Data items:
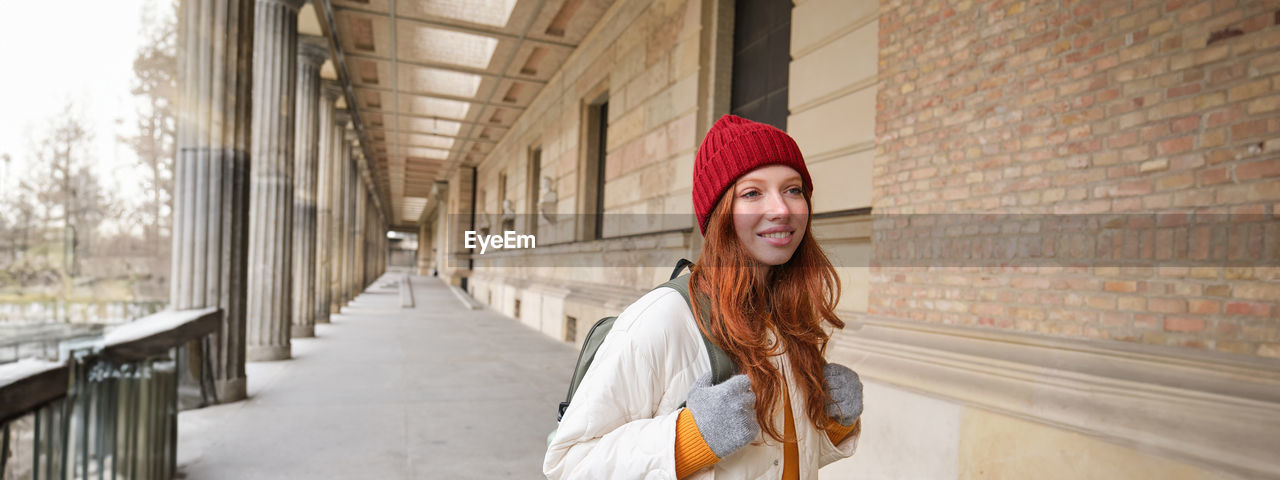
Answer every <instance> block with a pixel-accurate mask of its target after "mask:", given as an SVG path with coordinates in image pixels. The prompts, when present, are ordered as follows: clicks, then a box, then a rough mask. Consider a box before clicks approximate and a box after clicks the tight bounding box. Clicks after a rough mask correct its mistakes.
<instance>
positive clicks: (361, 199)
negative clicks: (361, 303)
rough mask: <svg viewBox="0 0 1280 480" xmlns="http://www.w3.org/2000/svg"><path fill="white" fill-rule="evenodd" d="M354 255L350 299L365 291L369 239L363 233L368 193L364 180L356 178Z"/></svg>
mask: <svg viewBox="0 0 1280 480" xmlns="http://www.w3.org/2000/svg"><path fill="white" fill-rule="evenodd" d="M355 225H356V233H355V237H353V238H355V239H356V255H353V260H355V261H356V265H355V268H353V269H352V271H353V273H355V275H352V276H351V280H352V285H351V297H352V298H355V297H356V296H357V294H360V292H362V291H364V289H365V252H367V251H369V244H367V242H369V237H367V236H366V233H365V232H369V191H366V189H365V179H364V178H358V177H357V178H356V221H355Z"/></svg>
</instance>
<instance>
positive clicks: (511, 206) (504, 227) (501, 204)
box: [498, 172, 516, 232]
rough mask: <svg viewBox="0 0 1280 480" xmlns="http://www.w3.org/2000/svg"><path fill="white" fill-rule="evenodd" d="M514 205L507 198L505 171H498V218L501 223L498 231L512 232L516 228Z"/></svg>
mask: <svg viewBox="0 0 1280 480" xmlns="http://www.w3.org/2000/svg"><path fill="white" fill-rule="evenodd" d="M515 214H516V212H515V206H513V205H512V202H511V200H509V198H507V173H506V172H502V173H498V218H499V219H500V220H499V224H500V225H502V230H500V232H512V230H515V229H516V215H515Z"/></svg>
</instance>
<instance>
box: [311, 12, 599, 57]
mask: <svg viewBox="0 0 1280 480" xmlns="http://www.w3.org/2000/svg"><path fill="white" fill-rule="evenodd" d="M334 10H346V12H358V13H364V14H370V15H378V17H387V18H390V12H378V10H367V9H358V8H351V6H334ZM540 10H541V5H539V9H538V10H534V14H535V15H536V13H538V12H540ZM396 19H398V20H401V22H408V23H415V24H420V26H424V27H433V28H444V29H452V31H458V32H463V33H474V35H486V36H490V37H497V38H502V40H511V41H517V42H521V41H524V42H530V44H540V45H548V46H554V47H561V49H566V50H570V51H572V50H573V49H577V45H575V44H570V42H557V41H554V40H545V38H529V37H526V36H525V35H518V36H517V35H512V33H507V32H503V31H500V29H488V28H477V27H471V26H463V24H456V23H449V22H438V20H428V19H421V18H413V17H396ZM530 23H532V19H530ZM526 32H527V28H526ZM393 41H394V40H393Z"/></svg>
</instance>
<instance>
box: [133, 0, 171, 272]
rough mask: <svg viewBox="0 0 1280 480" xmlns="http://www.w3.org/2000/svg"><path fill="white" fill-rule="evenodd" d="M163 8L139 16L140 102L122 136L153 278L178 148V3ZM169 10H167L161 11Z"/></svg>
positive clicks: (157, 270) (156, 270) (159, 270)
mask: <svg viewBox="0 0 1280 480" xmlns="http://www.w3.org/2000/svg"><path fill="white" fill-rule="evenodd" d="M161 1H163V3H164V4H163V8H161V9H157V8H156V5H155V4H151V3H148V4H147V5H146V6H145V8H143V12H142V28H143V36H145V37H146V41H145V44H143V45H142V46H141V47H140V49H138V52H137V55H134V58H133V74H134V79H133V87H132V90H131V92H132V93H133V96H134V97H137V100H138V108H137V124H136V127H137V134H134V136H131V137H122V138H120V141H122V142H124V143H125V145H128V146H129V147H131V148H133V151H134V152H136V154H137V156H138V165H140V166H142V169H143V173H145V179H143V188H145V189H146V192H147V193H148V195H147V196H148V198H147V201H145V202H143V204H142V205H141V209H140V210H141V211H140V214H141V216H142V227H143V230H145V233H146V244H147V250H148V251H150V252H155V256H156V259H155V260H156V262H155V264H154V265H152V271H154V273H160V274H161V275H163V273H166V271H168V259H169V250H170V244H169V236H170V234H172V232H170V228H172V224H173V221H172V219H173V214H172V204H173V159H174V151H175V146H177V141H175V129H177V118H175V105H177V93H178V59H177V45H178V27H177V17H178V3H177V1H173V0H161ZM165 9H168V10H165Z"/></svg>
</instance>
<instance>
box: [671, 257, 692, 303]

ASSIGNMENT: Without the pictures, write out every line above exactly as it appears.

SOLUTION TO THIS PROBLEM:
Answer every <instance> block with a pixel-accurate mask of its target after "mask:", given as an SVG path with coordinates in image pixels. The prompts, when present, are ordered as follows: clicks, then a box, then a rough mask. Consider a box before clicks approximate and a box after clicks the tight bounding box. Clicks after a rough mask correct its mistakes.
<instance>
positive clicks: (361, 199)
negative clicks: (361, 303)
rough mask: <svg viewBox="0 0 1280 480" xmlns="http://www.w3.org/2000/svg"><path fill="white" fill-rule="evenodd" d="M354 255L350 299L365 291L369 239L363 233L368 193L364 180L356 178Z"/></svg>
mask: <svg viewBox="0 0 1280 480" xmlns="http://www.w3.org/2000/svg"><path fill="white" fill-rule="evenodd" d="M355 225H356V233H355V237H353V238H355V239H356V255H353V260H355V261H356V265H355V268H353V269H352V271H353V273H355V275H352V276H351V280H352V285H351V297H352V298H355V297H356V296H357V294H360V292H362V291H364V289H365V252H367V251H369V244H367V242H369V237H367V236H366V233H365V232H369V191H366V189H365V179H364V178H358V177H357V178H356V221H355Z"/></svg>
</instance>
<instance>
positive clicks: (511, 206) (504, 227) (501, 204)
box: [498, 172, 516, 232]
rough mask: <svg viewBox="0 0 1280 480" xmlns="http://www.w3.org/2000/svg"><path fill="white" fill-rule="evenodd" d="M514 205L507 198L505 171H498V218L501 223L498 231L512 232L516 228Z"/></svg>
mask: <svg viewBox="0 0 1280 480" xmlns="http://www.w3.org/2000/svg"><path fill="white" fill-rule="evenodd" d="M515 214H516V212H515V206H513V205H512V202H511V200H509V198H507V173H506V172H502V173H498V218H499V219H500V220H499V224H500V225H502V230H500V232H512V230H515V229H516V215H515Z"/></svg>
</instance>
<instance>
box: [311, 12, 599, 57]
mask: <svg viewBox="0 0 1280 480" xmlns="http://www.w3.org/2000/svg"><path fill="white" fill-rule="evenodd" d="M334 10H346V12H358V13H364V14H370V15H378V17H387V18H390V12H378V10H367V9H358V8H351V6H334ZM540 10H541V5H539V9H538V10H534V14H535V15H536V13H538V12H540ZM396 19H398V20H401V22H408V23H415V24H420V26H424V27H433V28H444V29H452V31H458V32H463V33H474V35H486V36H490V37H497V38H502V40H511V41H517V42H521V41H524V42H530V44H540V45H548V46H554V47H561V49H566V50H570V51H572V50H573V49H577V45H575V44H570V42H557V41H554V40H545V38H529V37H526V36H525V35H518V36H517V35H512V33H507V32H503V31H500V29H488V28H477V27H471V26H463V24H456V23H449V22H438V20H428V19H421V18H413V17H396ZM530 23H532V19H530ZM526 32H527V28H526ZM393 41H394V40H393Z"/></svg>
</instance>
<instance>
box: [133, 0, 171, 272]
rough mask: <svg viewBox="0 0 1280 480" xmlns="http://www.w3.org/2000/svg"><path fill="white" fill-rule="evenodd" d="M163 8L139 16L140 102L122 136L153 278L178 148V3ZM169 10H167L161 11Z"/></svg>
positive clicks: (157, 270) (156, 270) (159, 270)
mask: <svg viewBox="0 0 1280 480" xmlns="http://www.w3.org/2000/svg"><path fill="white" fill-rule="evenodd" d="M161 1H163V3H164V4H163V8H161V9H157V8H156V5H155V4H151V3H148V4H147V5H146V6H145V8H143V12H142V28H143V36H145V37H146V41H145V44H143V45H142V46H141V47H140V49H138V52H137V55H134V58H133V74H134V79H133V87H132V90H131V92H132V93H133V96H134V97H137V100H138V108H137V124H136V127H137V134H134V136H131V137H122V138H120V141H122V142H124V143H125V145H128V146H129V147H131V148H133V151H134V152H136V154H137V156H138V165H140V166H142V169H143V173H145V179H143V188H145V189H146V192H147V193H148V195H147V196H148V198H147V201H145V202H143V204H142V205H141V209H140V210H141V211H140V214H141V216H142V227H143V230H145V233H146V244H147V250H148V251H150V252H155V256H156V259H155V260H156V262H155V264H154V265H152V271H154V273H160V274H161V275H163V273H166V271H168V259H169V250H170V244H169V236H170V234H172V232H170V228H172V224H173V221H172V219H173V214H172V204H173V159H174V151H175V146H177V141H175V129H177V118H175V105H177V93H178V59H177V45H178V27H177V17H178V3H177V1H173V0H161ZM165 9H168V10H165Z"/></svg>
</instance>
<instance>
box: [671, 257, 692, 303]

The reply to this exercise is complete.